= WHAT YOU SHOULD DO =
Write out the entries below word for word, starting from the very beginning and going on through the line with "pixel 8 218". Leave the pictures out of your answer.

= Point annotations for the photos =
[START]

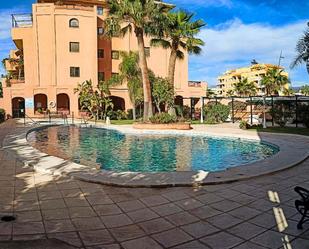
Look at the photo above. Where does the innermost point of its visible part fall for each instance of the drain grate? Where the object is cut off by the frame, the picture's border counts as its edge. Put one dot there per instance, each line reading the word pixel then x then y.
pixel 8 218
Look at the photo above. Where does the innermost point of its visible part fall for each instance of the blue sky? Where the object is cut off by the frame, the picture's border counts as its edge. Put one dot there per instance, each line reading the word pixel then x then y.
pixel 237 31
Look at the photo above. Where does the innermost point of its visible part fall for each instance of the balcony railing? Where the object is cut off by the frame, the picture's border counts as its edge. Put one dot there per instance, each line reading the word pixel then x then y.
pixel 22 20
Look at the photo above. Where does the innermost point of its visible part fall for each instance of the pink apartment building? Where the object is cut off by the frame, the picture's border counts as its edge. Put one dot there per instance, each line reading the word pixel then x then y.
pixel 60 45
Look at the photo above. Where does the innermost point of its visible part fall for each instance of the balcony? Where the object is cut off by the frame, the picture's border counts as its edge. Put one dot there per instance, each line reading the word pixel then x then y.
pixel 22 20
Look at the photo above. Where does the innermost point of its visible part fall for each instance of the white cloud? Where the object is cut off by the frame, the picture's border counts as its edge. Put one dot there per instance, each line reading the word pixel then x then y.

[END]

= OUTPUT OF THE EXERCISE =
Look at the photo above. Where does the innermost point of its visible part fall for each instance of the drain grate? Where the object is cut off by the frame, the picture's border counts as its edge. Put one dot there per instance, each line reading the word pixel then x then y.
pixel 8 218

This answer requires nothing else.